Exercise instructions: Reproduce all of the rows below word for word, leaving out the pictures.

(Position annotation records)
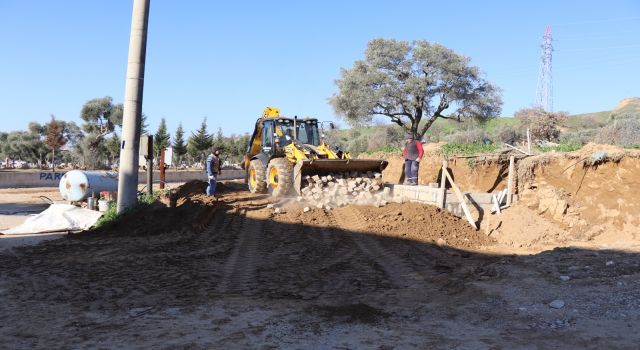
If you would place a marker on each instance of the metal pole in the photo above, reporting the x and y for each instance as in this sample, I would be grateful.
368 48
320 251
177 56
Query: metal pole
150 175
162 168
128 173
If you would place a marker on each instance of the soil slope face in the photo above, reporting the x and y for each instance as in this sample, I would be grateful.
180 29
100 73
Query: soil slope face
229 273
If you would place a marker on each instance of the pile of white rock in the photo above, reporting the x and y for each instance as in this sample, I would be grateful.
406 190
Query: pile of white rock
341 189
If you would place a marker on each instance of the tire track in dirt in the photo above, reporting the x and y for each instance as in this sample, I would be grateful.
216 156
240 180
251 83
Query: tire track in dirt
397 270
239 271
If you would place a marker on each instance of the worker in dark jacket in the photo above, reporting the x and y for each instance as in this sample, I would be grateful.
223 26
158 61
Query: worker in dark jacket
412 153
213 170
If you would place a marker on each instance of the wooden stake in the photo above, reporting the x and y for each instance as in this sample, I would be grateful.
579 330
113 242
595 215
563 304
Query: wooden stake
463 203
443 185
510 183
496 204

Written response:
If you would place a marker on each instance of the metal pole in the photo above, reporting the x and y for each instance as in this sample, I would be grateful.
368 48
320 251
177 56
Query: metal pole
150 175
162 168
128 173
If you would place a marker on each instance of the soil slope face in the photo above, reporting the x and y for each instance as in this sample, I would be grateful.
180 29
100 73
Query: soil slope face
229 273
If you would place a marker on each instance of the pile of white rock in the photo above, reporting the x and y for each instance as in this sample, I would be grateful.
406 190
Query: pile of white rock
341 189
If you would place a marker on each instance of the tire track in dirt in the photo above, reporting the x and y for each instance as in this sample, I would be grateful.
216 156
240 180
251 83
Query: tire track in dirt
397 270
239 271
If you would place a marker on each instance of the worker in dark jacket in the photo above, reporting the x and y for each instance as in this sample, I would be grateful.
223 26
158 61
Query: worker in dark jacket
412 153
213 170
If you would place a marker on each instance of the wooden stake in the photo above, reporting the x and y for each instance as in this sample, I would be grateful.
579 330
113 242
595 215
563 304
Query: wooden stake
463 203
443 185
510 183
496 204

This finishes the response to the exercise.